◆ WHAT IS ASKED: Emit a verbatim copy of the lines running from the line with "task: provide the segmentation of the <item>palm" through the end of the material below.

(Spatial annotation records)
◇ ◇ ◇ ◇ ◇

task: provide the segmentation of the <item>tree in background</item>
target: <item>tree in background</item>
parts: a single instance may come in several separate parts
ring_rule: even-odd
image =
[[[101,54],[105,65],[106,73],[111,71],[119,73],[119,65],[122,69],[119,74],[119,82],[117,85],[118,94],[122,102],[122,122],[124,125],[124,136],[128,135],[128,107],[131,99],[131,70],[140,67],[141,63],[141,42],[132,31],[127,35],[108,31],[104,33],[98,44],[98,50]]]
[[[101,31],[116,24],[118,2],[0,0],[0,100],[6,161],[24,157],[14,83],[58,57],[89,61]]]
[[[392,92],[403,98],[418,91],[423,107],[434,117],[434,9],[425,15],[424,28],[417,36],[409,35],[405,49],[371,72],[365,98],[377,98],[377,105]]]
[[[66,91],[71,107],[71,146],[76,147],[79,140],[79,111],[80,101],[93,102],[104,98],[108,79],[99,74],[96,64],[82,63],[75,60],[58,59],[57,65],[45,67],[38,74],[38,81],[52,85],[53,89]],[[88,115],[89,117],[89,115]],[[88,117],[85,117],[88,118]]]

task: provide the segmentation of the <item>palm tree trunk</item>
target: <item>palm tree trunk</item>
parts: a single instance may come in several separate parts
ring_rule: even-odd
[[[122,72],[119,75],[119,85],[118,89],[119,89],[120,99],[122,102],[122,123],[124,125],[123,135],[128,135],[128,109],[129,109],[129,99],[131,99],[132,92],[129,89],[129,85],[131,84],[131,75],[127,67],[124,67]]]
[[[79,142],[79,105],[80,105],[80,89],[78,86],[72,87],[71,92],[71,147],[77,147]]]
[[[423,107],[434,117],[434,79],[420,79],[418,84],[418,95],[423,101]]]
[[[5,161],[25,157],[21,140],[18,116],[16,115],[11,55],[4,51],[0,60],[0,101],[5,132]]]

◇ ◇ ◇ ◇ ◇

◆ CORRECT RESULT:
task: provide the segmentation of the <item>palm tree trunk</item>
target: <item>palm tree trunk</item>
parts: a single instance may come in several separate parts
ring_rule: even-odd
[[[122,72],[119,75],[119,85],[118,89],[119,89],[120,99],[122,102],[122,123],[124,125],[123,135],[128,135],[128,109],[129,109],[129,99],[131,99],[132,92],[129,89],[129,85],[131,84],[131,75],[127,67],[124,67]]]
[[[79,142],[79,105],[80,105],[80,89],[78,86],[72,87],[71,92],[71,147],[77,147]]]
[[[423,107],[434,117],[434,79],[420,79],[418,84],[418,95],[423,101]]]
[[[5,161],[25,157],[21,140],[18,116],[16,115],[11,55],[4,51],[0,60],[0,101],[5,132]]]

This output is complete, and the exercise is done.